→ **EXERCISE GOAL**:
Below are some records; retype all of them exactly.

→ **MATERIAL FOR THIS TASK**:
-- -- --

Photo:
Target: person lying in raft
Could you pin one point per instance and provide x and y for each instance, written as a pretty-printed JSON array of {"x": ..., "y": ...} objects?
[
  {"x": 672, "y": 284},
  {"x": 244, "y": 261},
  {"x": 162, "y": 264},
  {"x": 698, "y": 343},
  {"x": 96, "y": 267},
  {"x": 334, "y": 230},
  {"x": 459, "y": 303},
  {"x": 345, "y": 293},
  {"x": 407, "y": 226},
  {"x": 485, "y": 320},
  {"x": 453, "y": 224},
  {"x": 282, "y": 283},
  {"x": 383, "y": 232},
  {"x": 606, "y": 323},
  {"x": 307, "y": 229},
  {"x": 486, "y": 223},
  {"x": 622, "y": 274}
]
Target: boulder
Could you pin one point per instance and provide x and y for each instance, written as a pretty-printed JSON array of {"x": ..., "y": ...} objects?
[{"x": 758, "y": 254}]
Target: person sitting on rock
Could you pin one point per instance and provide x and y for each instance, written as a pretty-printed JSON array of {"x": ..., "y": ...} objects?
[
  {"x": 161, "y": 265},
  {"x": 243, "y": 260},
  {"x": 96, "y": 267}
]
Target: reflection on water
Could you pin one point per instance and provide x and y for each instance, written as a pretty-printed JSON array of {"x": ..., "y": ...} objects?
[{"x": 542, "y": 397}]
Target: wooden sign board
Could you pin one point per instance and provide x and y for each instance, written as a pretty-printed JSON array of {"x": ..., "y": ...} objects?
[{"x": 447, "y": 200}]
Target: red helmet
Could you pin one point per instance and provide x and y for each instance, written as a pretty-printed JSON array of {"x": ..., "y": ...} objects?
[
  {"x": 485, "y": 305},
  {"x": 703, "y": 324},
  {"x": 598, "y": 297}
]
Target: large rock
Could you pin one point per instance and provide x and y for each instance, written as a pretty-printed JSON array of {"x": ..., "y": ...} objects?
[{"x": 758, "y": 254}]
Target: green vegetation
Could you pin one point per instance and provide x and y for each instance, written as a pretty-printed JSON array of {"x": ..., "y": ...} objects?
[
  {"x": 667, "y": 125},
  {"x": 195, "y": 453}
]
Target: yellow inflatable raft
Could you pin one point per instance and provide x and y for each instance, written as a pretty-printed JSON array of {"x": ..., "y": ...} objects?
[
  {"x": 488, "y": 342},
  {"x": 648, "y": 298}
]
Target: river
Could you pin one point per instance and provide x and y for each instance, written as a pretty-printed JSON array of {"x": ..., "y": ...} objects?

-- -- --

→ **CORRECT OUTPUT**:
Photo:
Target: person lying in raft
Could you pin one point per instance and provide x and y for each instance, written as a pretty-printed JSON array of {"x": ..., "y": ...} objects?
[
  {"x": 672, "y": 284},
  {"x": 244, "y": 261},
  {"x": 162, "y": 264},
  {"x": 698, "y": 343},
  {"x": 96, "y": 267},
  {"x": 334, "y": 230},
  {"x": 459, "y": 303},
  {"x": 345, "y": 293},
  {"x": 407, "y": 226},
  {"x": 485, "y": 320},
  {"x": 453, "y": 224},
  {"x": 282, "y": 283},
  {"x": 383, "y": 232},
  {"x": 606, "y": 323},
  {"x": 307, "y": 229},
  {"x": 486, "y": 223},
  {"x": 622, "y": 274}
]
Target: boulder
Could you pin one point per instance and provide x and y for each instance, written as a pretty-printed JSON array of {"x": ..., "y": ...} objects?
[{"x": 758, "y": 254}]
Target: person sitting on rock
Could you pin one point per instance and provide x and y for each instance, written as a pretty-printed JSON array of {"x": ..., "y": ...} objects?
[
  {"x": 161, "y": 265},
  {"x": 243, "y": 260},
  {"x": 96, "y": 267}
]
Target: reflection on water
Could you pin one point per instance and provide x and y for each instance, written as a pretty-printed JSON array of {"x": ..., "y": ...} objects?
[{"x": 542, "y": 397}]
Target: wooden sign board
Could you pin one point per instance and provide x and y for each instance, written as a pretty-printed JSON array of {"x": ..., "y": ...} objects?
[{"x": 447, "y": 200}]
Target: red helmet
Could you pin one point per instance and provide x and y for each instance, written as a pretty-printed JSON array of {"x": ..., "y": ...} objects?
[
  {"x": 485, "y": 305},
  {"x": 703, "y": 324},
  {"x": 598, "y": 297}
]
Target: large rock
Could you pin one point per instance and provide x and y for each instance, written as a pretty-printed JSON array of {"x": ..., "y": ...} objects?
[{"x": 758, "y": 254}]
Target: green vegetation
Could you pin one point per instance and provide x and y for each instance, written as a pretty-printed JSON array of {"x": ..., "y": ...} objects?
[
  {"x": 667, "y": 125},
  {"x": 195, "y": 453}
]
Target: yellow inflatable raft
Could you pin one point per instance and provide x and y for each instance, written as a pretty-printed JSON array of {"x": ..., "y": ...} objects?
[
  {"x": 488, "y": 342},
  {"x": 648, "y": 298}
]
Target: river
Could you pin one point per instance and provide x and y for each instance, written as a pretty-printed JSON array of {"x": ..., "y": ...} objects?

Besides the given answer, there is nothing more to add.